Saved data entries
────────

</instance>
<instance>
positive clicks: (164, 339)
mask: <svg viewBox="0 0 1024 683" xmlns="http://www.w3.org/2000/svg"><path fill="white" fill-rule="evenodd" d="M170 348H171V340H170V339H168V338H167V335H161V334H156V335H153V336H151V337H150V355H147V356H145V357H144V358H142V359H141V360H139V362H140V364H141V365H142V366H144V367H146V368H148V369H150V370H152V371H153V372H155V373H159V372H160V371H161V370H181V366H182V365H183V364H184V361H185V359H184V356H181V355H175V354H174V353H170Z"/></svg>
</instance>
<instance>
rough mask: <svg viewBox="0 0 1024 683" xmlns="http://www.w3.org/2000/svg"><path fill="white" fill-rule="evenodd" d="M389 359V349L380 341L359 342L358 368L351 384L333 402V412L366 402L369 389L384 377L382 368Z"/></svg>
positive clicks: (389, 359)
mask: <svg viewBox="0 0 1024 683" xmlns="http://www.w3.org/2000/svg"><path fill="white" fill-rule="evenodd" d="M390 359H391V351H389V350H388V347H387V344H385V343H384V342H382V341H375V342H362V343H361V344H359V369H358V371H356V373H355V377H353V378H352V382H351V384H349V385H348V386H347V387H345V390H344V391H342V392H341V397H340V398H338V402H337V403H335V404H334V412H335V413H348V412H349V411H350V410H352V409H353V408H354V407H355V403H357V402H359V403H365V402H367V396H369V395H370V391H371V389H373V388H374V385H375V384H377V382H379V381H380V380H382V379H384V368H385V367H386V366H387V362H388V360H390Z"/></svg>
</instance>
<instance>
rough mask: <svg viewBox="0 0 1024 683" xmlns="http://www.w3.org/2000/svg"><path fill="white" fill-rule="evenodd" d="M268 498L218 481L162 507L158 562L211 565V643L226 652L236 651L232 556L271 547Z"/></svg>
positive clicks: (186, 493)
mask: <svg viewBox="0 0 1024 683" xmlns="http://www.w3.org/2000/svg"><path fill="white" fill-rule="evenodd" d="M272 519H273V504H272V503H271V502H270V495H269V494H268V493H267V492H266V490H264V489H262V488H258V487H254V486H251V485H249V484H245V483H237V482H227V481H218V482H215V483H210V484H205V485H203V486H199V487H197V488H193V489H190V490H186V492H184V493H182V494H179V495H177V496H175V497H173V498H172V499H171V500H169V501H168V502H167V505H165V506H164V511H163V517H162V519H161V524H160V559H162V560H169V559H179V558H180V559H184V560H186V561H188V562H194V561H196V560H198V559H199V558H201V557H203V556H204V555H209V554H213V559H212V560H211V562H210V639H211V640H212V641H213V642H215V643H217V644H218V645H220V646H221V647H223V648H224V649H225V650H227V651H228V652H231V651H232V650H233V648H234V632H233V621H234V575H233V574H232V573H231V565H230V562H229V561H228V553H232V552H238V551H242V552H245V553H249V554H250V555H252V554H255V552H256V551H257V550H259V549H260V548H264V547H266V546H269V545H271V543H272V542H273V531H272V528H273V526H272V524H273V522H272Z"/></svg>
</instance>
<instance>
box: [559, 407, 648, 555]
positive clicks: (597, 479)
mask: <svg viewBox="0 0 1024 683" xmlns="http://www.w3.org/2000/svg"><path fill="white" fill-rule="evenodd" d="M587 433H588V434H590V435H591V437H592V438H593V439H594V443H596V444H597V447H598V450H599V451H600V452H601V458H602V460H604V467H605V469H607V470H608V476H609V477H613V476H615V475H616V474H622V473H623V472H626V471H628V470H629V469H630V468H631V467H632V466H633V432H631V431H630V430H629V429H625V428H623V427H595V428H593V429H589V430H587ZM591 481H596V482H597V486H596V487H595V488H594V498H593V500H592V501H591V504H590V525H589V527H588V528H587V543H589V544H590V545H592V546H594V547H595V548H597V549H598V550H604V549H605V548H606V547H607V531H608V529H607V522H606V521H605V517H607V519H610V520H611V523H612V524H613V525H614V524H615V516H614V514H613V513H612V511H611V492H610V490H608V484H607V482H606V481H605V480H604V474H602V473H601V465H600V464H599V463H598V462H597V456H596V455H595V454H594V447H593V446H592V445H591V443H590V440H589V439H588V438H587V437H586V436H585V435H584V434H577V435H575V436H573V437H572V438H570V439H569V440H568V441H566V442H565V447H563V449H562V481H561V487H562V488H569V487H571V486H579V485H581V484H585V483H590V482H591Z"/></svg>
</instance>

────────

- [Job item]: Copy the data above in full, character for character.

- [Solution to this task]:
</instance>
<instance>
positive clicks: (164, 339)
mask: <svg viewBox="0 0 1024 683" xmlns="http://www.w3.org/2000/svg"><path fill="white" fill-rule="evenodd" d="M170 348H171V340H170V339H168V338H167V335H161V334H156V335H153V336H151V337H150V355H147V356H145V357H144V358H142V359H141V360H139V362H140V364H141V365H142V366H144V367H146V368H148V369H150V370H152V371H153V372H155V373H159V372H160V371H161V370H181V366H182V365H183V364H184V361H185V359H184V356H181V355H175V354H174V353H170Z"/></svg>
</instance>
<instance>
rough mask: <svg viewBox="0 0 1024 683" xmlns="http://www.w3.org/2000/svg"><path fill="white" fill-rule="evenodd" d="M389 359V349L380 341L359 342L358 368L351 384L333 402V412L366 402L369 389L384 377L382 368Z"/></svg>
positive clicks: (389, 359)
mask: <svg viewBox="0 0 1024 683" xmlns="http://www.w3.org/2000/svg"><path fill="white" fill-rule="evenodd" d="M390 359H391V351H389V350H388V347H387V344H385V343H384V342H382V341H375V342H362V343H361V344H359V369H358V371H356V373H355V377H353V378H352V382H351V384H349V385H348V386H347V387H345V390H344V391H342V392H341V397H340V398H338V402H337V403H335V404H334V412H335V413H348V412H349V411H350V410H352V409H353V408H354V407H355V403H357V402H359V403H365V402H367V396H369V395H370V391H371V389H373V388H374V385H375V384H377V382H379V381H380V380H382V379H384V368H385V367H386V366H387V362H388V360H390Z"/></svg>
</instance>
<instance>
rough mask: <svg viewBox="0 0 1024 683" xmlns="http://www.w3.org/2000/svg"><path fill="white" fill-rule="evenodd" d="M268 498L218 481L162 507L158 562L211 565V643L226 652L236 651L232 556L271 547Z"/></svg>
positive clicks: (186, 493)
mask: <svg viewBox="0 0 1024 683" xmlns="http://www.w3.org/2000/svg"><path fill="white" fill-rule="evenodd" d="M272 519H273V504H272V503H271V502H270V495H269V494H268V493H267V492H266V490H264V489H262V488H258V487H254V486H251V485H249V484H245V483H237V482H227V481H218V482H215V483H210V484H205V485H203V486H199V487H197V488H193V489H190V490H186V492H184V493H182V494H179V495H177V496H175V497H173V498H172V499H171V500H169V501H168V502H167V505H165V506H164V511H163V517H162V519H161V524H160V559H162V560H169V559H179V558H180V559H184V560H186V561H188V562H194V561H196V560H198V559H199V558H201V557H203V556H204V555H209V554H213V559H212V560H211V562H210V639H211V640H212V641H213V642H215V643H217V644H218V645H220V646H221V647H223V648H224V649H225V650H227V651H228V652H231V651H232V650H233V648H234V632H233V621H234V575H233V574H232V573H231V565H230V562H229V561H228V553H232V552H238V551H242V552H245V553H249V554H250V555H252V554H255V552H256V551H257V550H259V549H260V548H264V547H266V546H269V545H271V543H272V542H273V531H272V528H273V526H272V524H273V522H272Z"/></svg>
</instance>
<instance>
box: [559, 407, 648, 555]
positive clicks: (597, 479)
mask: <svg viewBox="0 0 1024 683" xmlns="http://www.w3.org/2000/svg"><path fill="white" fill-rule="evenodd" d="M587 433H588V434H590V435H591V437H592V438H593V439H594V443H596V444H597V447H598V450H599V451H600V452H601V458H602V460H604V467H605V469H607V470H608V476H609V477H613V476H615V475H616V474H622V473H623V472H626V471H628V470H629V469H630V468H631V467H632V466H633V432H631V431H630V430H629V429H625V428H623V427H595V428H593V429H589V430H587ZM591 481H596V482H597V486H596V487H595V488H594V498H593V500H592V501H591V504H590V525H589V527H588V528H587V543H589V544H590V545H592V546H594V547H595V548H597V549H598V550H604V549H605V548H606V547H607V531H608V529H607V522H606V521H605V517H607V519H610V520H611V523H612V524H613V525H614V524H615V516H614V514H613V513H612V511H611V492H610V490H608V484H607V482H606V481H605V480H604V474H602V473H601V465H600V464H599V463H598V462H597V456H596V455H595V454H594V447H593V446H592V445H591V443H590V440H589V439H588V438H587V437H586V436H585V435H584V434H577V435H575V436H573V437H572V438H570V439H569V440H568V441H566V442H565V447H563V449H562V481H561V487H562V488H569V487H571V486H579V485H581V484H585V483H590V482H591Z"/></svg>
</instance>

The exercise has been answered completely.